* [Material supplied]
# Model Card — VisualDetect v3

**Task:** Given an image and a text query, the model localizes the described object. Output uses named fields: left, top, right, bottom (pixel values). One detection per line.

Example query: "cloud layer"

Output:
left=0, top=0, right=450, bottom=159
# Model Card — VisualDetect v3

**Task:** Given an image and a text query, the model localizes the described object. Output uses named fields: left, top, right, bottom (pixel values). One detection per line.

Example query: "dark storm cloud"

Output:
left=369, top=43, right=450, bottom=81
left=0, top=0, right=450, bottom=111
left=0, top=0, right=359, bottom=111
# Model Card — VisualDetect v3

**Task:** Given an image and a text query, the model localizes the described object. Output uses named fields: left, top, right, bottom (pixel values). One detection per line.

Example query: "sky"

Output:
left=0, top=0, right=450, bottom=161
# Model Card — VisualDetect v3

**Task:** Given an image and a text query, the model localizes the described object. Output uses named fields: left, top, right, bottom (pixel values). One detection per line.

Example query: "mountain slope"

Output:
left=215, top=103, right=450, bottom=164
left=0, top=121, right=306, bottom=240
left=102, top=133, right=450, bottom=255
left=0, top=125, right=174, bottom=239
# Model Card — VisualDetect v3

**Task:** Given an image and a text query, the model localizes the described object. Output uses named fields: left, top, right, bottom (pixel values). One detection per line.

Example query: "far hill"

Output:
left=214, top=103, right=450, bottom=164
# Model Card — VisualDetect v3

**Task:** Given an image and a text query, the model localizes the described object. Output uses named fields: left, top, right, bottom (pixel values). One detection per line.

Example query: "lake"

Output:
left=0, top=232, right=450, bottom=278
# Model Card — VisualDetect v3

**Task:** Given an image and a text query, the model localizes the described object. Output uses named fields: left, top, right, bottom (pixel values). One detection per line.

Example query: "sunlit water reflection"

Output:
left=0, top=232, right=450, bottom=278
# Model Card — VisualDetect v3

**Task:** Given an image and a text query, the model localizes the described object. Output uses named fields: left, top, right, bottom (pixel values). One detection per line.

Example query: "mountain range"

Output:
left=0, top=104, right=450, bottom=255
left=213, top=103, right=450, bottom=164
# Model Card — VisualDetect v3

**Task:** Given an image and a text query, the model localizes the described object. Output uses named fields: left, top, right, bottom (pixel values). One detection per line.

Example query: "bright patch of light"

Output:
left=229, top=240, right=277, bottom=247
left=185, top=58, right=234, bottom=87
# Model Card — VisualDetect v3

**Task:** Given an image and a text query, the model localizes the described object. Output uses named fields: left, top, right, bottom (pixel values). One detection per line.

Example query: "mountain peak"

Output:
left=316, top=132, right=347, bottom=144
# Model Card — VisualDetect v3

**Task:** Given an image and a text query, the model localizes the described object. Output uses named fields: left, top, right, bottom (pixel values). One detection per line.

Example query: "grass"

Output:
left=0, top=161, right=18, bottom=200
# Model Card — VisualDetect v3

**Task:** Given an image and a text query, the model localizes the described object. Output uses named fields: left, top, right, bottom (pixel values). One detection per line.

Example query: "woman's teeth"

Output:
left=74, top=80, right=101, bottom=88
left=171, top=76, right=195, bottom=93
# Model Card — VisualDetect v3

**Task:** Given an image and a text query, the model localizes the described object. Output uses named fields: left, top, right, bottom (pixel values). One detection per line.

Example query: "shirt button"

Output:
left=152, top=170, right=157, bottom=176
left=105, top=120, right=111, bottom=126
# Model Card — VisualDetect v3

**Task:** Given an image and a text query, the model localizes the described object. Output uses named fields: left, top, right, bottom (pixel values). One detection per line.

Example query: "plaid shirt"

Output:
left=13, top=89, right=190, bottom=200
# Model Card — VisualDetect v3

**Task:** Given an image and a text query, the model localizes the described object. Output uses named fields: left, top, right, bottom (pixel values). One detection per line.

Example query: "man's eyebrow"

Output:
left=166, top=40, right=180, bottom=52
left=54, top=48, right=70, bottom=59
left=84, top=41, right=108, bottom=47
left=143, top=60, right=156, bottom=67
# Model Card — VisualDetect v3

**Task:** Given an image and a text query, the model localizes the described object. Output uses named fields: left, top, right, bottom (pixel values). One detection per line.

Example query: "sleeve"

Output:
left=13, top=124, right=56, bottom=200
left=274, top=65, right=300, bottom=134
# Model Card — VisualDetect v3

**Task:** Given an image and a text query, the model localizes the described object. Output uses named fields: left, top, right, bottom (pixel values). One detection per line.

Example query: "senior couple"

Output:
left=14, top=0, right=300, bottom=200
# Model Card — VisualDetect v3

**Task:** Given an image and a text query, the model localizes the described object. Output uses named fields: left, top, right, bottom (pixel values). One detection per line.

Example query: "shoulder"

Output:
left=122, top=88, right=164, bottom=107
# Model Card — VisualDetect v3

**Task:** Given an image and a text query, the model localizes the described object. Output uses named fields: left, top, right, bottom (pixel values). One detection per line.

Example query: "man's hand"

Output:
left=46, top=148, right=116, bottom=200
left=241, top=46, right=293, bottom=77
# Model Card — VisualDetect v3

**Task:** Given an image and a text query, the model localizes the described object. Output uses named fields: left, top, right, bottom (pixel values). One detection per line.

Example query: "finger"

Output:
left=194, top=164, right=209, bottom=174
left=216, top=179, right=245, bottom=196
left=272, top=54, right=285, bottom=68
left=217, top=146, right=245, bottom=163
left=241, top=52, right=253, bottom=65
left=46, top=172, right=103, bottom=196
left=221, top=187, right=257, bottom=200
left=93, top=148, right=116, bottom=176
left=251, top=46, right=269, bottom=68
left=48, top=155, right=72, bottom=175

* [Set task] Select every line of the records that contains the word "cloud", and copy each one in full.

* [Full answer]
Example query: "cloud layer"
Example query: "dark storm cloud"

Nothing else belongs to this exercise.